_Required task_
Select every line of the material below that contains the word "bush", and copy each of those lines.

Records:
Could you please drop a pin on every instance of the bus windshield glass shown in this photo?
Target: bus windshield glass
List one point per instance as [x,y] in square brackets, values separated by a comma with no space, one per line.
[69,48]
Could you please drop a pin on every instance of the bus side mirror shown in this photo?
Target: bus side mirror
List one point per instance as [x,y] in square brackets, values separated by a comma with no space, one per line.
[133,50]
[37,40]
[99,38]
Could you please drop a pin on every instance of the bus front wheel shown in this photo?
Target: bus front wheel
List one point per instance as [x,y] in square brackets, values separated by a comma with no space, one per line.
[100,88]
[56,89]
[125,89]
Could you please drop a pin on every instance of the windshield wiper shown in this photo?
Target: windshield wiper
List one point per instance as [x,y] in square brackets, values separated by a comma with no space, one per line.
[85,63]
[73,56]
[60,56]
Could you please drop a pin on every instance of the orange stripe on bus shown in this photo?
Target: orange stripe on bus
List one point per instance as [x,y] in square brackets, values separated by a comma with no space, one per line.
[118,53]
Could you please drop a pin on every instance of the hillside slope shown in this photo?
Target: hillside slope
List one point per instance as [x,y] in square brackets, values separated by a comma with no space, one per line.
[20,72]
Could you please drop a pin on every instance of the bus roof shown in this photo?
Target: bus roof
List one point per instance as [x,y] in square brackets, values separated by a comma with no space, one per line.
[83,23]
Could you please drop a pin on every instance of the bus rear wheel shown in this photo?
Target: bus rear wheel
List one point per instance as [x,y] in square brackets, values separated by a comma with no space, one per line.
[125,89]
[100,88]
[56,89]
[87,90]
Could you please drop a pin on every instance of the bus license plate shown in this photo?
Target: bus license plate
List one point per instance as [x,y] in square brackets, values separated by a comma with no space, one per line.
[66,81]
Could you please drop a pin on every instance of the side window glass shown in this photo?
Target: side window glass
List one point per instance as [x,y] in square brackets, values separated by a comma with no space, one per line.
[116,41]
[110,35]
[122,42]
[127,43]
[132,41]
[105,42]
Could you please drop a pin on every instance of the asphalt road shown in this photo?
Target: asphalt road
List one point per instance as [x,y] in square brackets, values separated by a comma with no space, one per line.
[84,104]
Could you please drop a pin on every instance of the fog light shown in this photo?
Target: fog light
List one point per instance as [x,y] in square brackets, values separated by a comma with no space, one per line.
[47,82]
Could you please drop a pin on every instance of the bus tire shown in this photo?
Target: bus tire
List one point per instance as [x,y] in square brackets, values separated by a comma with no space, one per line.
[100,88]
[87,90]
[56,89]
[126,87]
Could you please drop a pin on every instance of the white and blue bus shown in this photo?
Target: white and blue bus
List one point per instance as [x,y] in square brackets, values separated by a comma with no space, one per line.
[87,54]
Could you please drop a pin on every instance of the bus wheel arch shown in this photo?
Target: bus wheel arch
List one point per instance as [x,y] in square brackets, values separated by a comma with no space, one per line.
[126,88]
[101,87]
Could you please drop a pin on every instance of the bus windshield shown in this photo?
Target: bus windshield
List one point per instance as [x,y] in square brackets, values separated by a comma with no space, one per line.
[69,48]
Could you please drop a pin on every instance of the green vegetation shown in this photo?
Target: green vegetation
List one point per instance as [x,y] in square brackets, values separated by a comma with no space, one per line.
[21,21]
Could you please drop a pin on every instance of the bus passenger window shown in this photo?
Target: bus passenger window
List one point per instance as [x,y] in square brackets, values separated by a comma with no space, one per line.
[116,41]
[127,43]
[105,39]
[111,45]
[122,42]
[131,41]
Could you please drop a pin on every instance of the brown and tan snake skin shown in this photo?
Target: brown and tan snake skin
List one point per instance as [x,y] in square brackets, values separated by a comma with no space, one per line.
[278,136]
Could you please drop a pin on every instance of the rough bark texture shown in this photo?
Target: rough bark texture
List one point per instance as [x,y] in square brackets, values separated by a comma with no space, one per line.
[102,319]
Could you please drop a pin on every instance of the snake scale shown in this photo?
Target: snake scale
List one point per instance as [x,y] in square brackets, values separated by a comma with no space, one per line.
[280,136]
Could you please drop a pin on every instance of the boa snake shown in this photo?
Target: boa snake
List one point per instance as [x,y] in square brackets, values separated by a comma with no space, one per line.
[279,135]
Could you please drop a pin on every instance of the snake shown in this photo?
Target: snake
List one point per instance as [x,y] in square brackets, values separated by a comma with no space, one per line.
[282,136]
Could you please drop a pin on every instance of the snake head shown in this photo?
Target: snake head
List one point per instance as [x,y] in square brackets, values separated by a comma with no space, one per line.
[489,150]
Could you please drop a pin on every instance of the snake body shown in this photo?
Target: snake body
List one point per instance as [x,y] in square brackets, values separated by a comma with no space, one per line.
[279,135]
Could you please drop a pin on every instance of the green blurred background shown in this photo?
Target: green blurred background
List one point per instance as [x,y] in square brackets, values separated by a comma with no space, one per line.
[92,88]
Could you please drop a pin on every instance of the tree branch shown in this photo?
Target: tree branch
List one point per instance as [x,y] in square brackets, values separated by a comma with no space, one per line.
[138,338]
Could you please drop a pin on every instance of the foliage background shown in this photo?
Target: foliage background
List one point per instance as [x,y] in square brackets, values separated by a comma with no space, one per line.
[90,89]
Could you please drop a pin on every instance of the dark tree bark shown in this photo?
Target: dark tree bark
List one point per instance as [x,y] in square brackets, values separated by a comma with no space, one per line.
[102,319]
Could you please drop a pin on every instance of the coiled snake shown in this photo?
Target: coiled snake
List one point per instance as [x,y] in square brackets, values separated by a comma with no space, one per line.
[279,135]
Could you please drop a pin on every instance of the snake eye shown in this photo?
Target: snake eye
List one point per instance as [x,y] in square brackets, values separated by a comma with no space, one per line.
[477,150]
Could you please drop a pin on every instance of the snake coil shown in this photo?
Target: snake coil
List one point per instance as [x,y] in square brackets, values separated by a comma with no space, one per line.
---
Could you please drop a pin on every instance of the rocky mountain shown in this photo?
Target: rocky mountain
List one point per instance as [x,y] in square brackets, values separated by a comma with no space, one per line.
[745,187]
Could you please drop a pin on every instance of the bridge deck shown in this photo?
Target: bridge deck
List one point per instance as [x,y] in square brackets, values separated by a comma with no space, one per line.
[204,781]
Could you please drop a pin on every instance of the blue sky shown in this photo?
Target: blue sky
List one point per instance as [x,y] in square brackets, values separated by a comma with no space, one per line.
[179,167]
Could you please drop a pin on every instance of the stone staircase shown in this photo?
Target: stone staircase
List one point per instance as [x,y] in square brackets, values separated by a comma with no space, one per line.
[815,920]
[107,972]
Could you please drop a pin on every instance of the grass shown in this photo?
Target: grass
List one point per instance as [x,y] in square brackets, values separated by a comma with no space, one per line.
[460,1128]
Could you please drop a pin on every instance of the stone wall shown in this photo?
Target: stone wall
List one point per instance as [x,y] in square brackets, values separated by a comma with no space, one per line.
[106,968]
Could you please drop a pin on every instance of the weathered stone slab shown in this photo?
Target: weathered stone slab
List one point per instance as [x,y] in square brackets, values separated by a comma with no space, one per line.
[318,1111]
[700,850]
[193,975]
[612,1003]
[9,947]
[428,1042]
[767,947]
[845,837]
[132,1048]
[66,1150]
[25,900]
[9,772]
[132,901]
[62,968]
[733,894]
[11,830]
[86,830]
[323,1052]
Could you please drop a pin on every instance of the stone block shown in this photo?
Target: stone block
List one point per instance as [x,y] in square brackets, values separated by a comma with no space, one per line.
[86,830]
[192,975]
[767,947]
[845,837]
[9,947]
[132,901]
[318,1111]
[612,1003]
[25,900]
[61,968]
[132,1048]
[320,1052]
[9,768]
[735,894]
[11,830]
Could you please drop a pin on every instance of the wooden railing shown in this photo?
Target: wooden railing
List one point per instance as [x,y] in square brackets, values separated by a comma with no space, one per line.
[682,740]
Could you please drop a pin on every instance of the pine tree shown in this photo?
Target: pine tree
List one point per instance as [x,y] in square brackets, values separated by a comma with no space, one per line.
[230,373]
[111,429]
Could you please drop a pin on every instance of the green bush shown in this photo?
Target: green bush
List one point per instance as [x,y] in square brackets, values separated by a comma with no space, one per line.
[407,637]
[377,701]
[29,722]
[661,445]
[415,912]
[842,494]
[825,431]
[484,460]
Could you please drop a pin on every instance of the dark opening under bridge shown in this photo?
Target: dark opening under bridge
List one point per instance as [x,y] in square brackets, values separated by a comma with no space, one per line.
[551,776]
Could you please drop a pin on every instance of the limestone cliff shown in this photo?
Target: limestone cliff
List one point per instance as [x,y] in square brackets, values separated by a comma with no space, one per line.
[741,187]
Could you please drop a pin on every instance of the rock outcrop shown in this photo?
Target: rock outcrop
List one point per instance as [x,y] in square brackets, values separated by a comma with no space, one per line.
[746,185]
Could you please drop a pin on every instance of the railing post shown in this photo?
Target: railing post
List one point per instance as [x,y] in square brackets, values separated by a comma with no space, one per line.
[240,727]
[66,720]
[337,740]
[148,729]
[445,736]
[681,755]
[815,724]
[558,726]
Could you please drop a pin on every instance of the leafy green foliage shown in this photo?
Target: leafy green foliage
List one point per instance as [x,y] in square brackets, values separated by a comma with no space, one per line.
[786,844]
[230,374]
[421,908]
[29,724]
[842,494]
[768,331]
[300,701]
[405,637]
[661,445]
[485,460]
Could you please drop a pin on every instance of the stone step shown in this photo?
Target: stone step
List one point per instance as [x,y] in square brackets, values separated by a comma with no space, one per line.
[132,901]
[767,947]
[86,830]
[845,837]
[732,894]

_Result below_
Could you please drop a pin on every instance of the green bush shown in this photo?
Target: green bush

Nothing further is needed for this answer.